__What to work on__. The lines you should transcribe are those from the one containing "Query: floor tile grout" to the end of the listing below, exactly, with pictures left out.

__Given records__.
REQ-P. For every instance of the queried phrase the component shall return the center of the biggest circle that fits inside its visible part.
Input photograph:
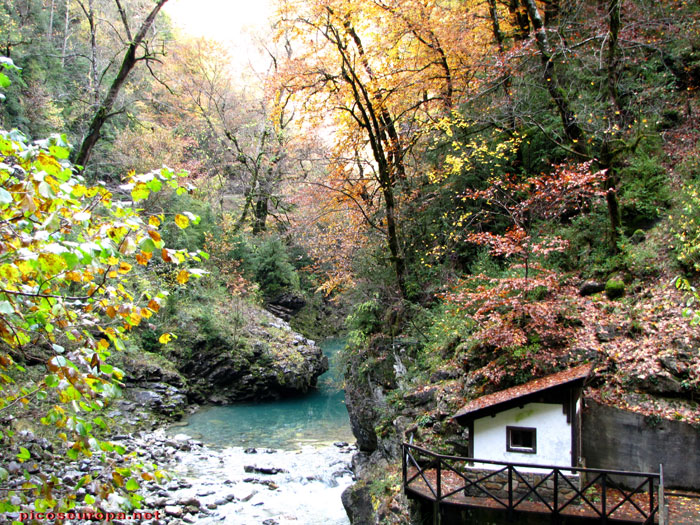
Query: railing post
(439, 479)
(604, 499)
(510, 492)
(662, 497)
(651, 498)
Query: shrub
(685, 225)
(273, 269)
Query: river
(304, 438)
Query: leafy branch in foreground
(69, 254)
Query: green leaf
(155, 185)
(6, 308)
(140, 192)
(59, 152)
(81, 430)
(5, 196)
(148, 245)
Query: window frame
(521, 450)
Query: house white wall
(553, 435)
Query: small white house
(537, 422)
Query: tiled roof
(578, 373)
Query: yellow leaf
(134, 318)
(182, 221)
(183, 276)
(154, 305)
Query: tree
(237, 125)
(379, 72)
(130, 58)
(70, 254)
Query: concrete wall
(553, 435)
(618, 439)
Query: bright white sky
(235, 23)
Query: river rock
(189, 502)
(264, 470)
(173, 510)
(358, 503)
(281, 363)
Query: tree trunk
(49, 31)
(66, 34)
(520, 19)
(261, 210)
(614, 112)
(386, 149)
(103, 112)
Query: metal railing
(587, 492)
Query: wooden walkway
(595, 495)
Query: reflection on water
(316, 418)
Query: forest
(474, 193)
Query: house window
(521, 439)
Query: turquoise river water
(316, 418)
(294, 436)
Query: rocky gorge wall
(619, 439)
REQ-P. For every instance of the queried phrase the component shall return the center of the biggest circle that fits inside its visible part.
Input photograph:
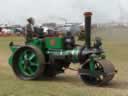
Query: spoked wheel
(28, 63)
(103, 73)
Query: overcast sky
(16, 11)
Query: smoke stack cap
(88, 13)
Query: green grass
(68, 84)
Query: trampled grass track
(68, 84)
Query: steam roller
(48, 55)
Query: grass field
(68, 84)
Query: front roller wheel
(104, 72)
(28, 63)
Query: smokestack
(87, 16)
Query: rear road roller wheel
(28, 63)
(104, 72)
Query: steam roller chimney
(87, 16)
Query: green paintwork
(54, 43)
(92, 64)
(61, 52)
(28, 63)
(34, 42)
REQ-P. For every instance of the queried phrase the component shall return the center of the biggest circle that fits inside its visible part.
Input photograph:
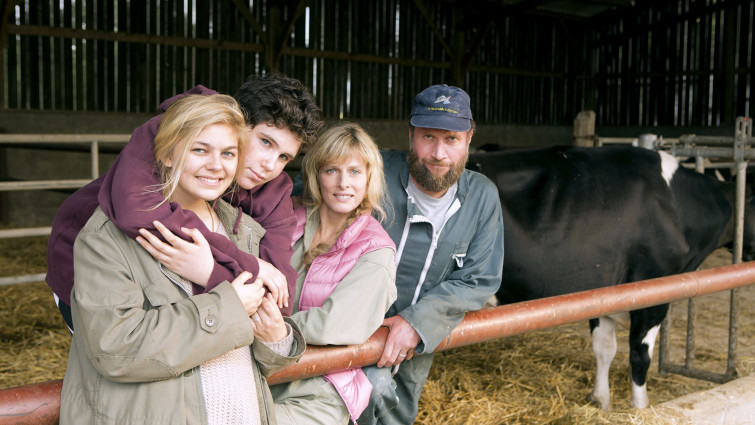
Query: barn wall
(669, 68)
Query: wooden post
(584, 129)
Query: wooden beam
(42, 31)
(426, 14)
(8, 6)
(35, 30)
(279, 40)
(251, 20)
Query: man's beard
(425, 178)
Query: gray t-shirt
(432, 208)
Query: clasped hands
(193, 261)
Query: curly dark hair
(281, 101)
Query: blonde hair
(335, 145)
(181, 124)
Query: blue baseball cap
(442, 107)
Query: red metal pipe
(31, 405)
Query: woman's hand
(275, 282)
(267, 321)
(250, 295)
(191, 260)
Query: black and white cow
(581, 218)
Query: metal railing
(50, 141)
(40, 403)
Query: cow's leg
(603, 332)
(642, 335)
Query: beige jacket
(140, 338)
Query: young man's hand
(275, 282)
(191, 260)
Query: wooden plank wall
(681, 63)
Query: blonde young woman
(146, 348)
(346, 270)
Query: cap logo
(443, 99)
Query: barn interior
(77, 76)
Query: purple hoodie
(122, 195)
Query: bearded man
(448, 230)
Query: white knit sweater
(230, 395)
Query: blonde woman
(346, 265)
(146, 348)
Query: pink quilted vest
(364, 235)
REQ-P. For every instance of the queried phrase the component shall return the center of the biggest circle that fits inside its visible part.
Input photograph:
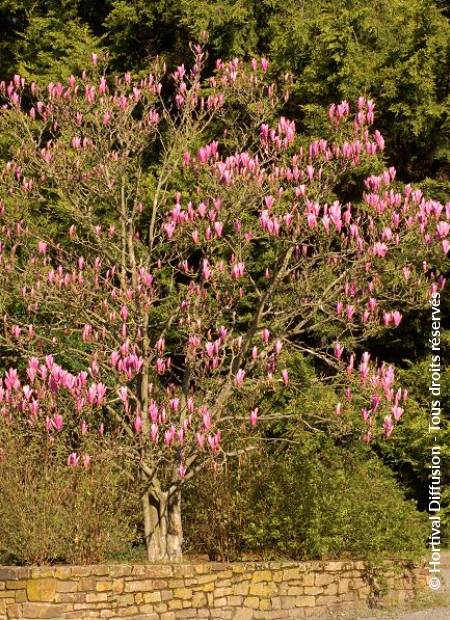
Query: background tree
(181, 284)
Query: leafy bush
(317, 501)
(52, 513)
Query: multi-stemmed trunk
(162, 524)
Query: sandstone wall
(238, 591)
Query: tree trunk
(162, 523)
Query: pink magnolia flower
(73, 459)
(254, 416)
(338, 350)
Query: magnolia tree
(155, 281)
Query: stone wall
(238, 591)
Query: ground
(434, 606)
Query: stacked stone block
(237, 591)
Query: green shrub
(52, 513)
(317, 501)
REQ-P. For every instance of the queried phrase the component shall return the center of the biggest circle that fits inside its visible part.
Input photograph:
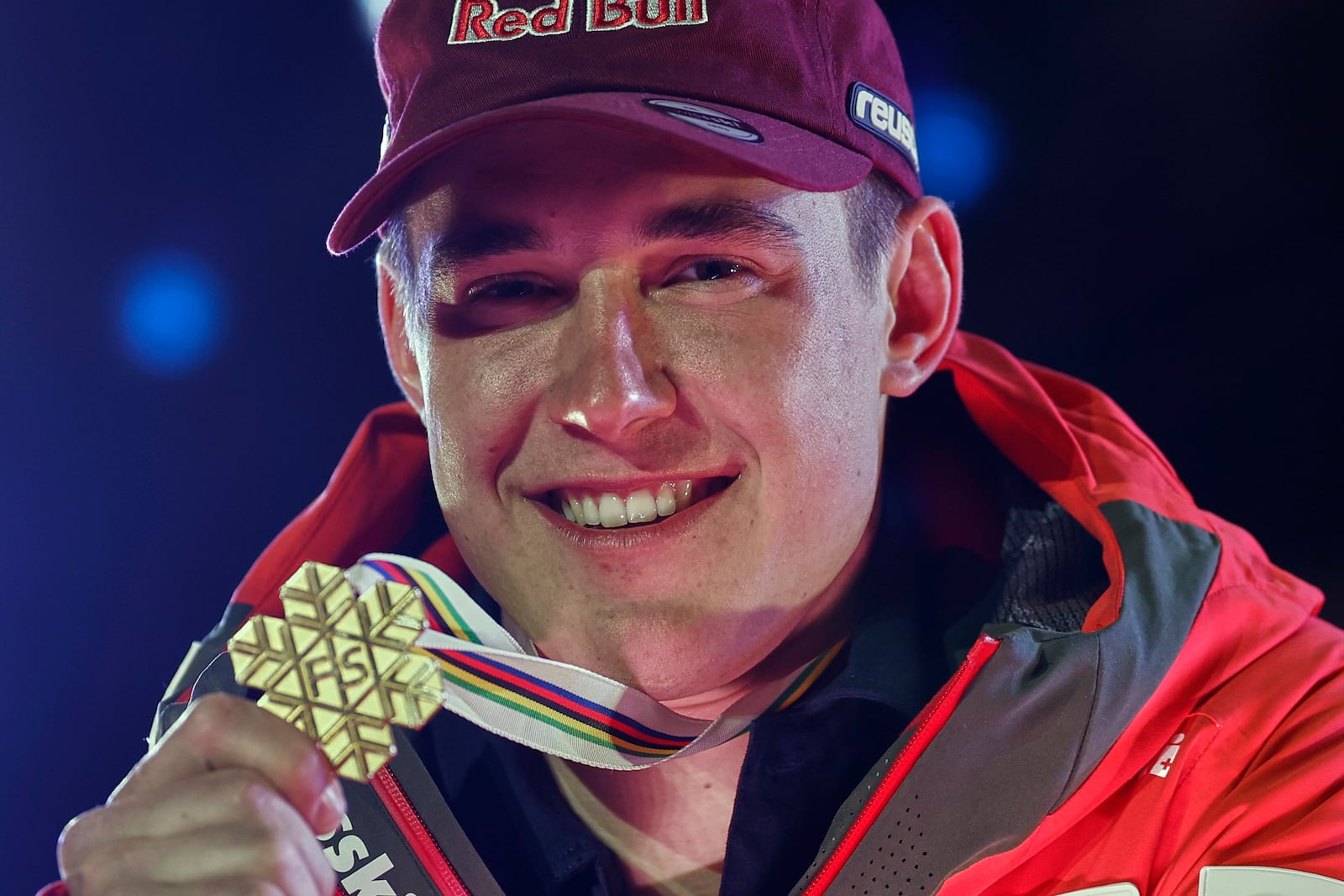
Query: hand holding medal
(356, 652)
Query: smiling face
(680, 358)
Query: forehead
(557, 174)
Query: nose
(609, 380)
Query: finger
(206, 801)
(237, 887)
(279, 852)
(222, 731)
(213, 888)
(232, 799)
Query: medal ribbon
(494, 681)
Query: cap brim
(766, 147)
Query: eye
(709, 270)
(510, 286)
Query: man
(678, 335)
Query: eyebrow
(698, 219)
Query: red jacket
(1195, 721)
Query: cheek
(479, 401)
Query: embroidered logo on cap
(879, 114)
(476, 20)
(711, 120)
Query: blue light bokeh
(960, 144)
(172, 313)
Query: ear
(924, 285)
(396, 342)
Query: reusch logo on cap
(476, 20)
(879, 114)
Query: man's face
(622, 329)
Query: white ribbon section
(554, 707)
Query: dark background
(1159, 217)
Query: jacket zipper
(413, 829)
(929, 723)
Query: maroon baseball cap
(806, 93)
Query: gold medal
(340, 667)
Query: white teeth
(640, 506)
(611, 511)
(665, 503)
(591, 515)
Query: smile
(636, 506)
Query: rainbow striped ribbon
(570, 712)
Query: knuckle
(255, 799)
(210, 719)
(78, 840)
(97, 871)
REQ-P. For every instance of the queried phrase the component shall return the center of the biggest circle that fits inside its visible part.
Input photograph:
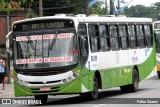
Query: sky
(142, 2)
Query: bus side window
(140, 36)
(148, 35)
(123, 36)
(83, 42)
(132, 36)
(114, 37)
(94, 38)
(104, 37)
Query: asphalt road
(148, 95)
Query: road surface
(148, 95)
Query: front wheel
(93, 94)
(42, 98)
(135, 83)
(158, 73)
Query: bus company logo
(134, 58)
(6, 101)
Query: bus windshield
(157, 33)
(47, 50)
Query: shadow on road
(81, 99)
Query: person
(2, 68)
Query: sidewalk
(8, 91)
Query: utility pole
(85, 7)
(106, 4)
(118, 13)
(40, 8)
(111, 7)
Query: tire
(135, 83)
(93, 94)
(43, 98)
(158, 73)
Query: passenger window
(132, 36)
(140, 36)
(104, 37)
(94, 37)
(123, 36)
(148, 35)
(114, 37)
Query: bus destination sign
(42, 24)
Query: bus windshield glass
(157, 33)
(47, 50)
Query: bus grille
(37, 90)
(41, 73)
(49, 82)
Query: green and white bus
(79, 55)
(157, 36)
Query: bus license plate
(45, 88)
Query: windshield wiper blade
(53, 42)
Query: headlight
(21, 82)
(72, 77)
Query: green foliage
(97, 9)
(143, 11)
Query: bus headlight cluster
(72, 77)
(21, 82)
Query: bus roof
(91, 18)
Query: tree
(98, 9)
(143, 11)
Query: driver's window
(83, 43)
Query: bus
(80, 54)
(156, 25)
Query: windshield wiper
(53, 42)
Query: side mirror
(82, 46)
(9, 42)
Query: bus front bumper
(72, 87)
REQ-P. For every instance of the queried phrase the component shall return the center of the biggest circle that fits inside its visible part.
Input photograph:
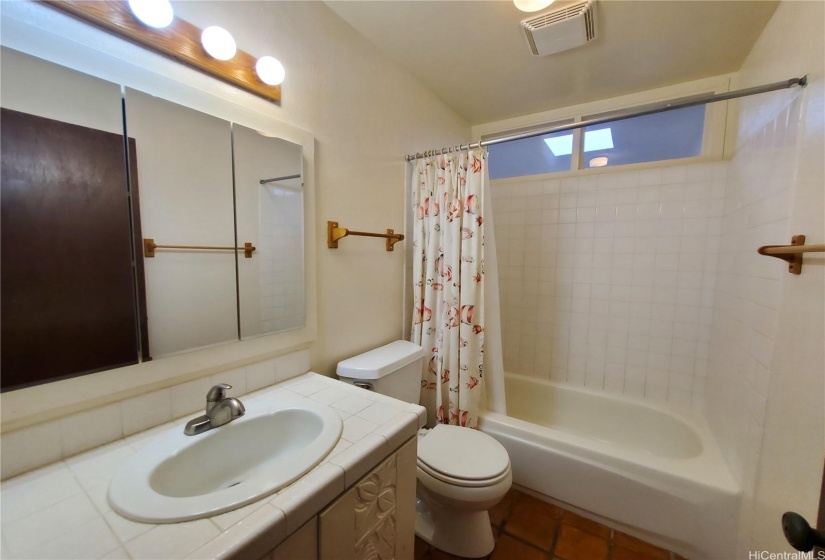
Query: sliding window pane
(670, 135)
(550, 153)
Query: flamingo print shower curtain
(448, 277)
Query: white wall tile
(30, 448)
(624, 241)
(146, 411)
(90, 429)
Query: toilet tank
(393, 370)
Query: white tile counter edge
(35, 523)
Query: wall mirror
(79, 292)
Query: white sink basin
(179, 478)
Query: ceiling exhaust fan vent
(561, 30)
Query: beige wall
(792, 440)
(765, 382)
(366, 114)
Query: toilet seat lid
(462, 453)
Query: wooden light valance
(180, 40)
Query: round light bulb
(153, 13)
(270, 70)
(532, 5)
(218, 43)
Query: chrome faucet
(220, 410)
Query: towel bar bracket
(335, 233)
(794, 260)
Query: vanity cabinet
(374, 519)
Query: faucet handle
(217, 393)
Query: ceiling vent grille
(561, 30)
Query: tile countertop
(61, 511)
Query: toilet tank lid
(380, 361)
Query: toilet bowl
(462, 473)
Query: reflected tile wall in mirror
(271, 215)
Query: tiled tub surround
(607, 280)
(43, 444)
(61, 511)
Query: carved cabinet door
(375, 519)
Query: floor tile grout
(512, 501)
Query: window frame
(713, 137)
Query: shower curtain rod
(628, 113)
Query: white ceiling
(472, 54)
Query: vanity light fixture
(532, 5)
(218, 43)
(153, 13)
(270, 70)
(212, 51)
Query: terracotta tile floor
(528, 529)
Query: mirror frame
(40, 31)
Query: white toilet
(461, 472)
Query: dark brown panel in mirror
(67, 285)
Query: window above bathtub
(684, 135)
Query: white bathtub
(640, 468)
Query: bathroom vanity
(358, 502)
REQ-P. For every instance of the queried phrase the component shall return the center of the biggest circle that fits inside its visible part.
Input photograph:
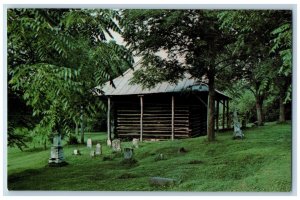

__Answer box__.
Query: floor tile grout
(512, 501)
Query: window frame
(713, 137)
Query: shower curtain rod
(628, 113)
Query: white ceiling
(472, 54)
Query: vanity light fixture
(532, 5)
(218, 43)
(153, 13)
(270, 70)
(212, 51)
Query: terracotta tile floor
(528, 529)
Query: mirror frame
(40, 31)
Query: white toilet
(461, 472)
Query: dark brown panel in mirror
(67, 285)
Query: window above bathtub
(684, 135)
Query: white bathtub
(640, 468)
Query: bathroom vanity
(358, 502)
REQ-P. For every instance of the queried phrase the component shall return the center of the biggest circle that fits inside its visible part.
Input photograph:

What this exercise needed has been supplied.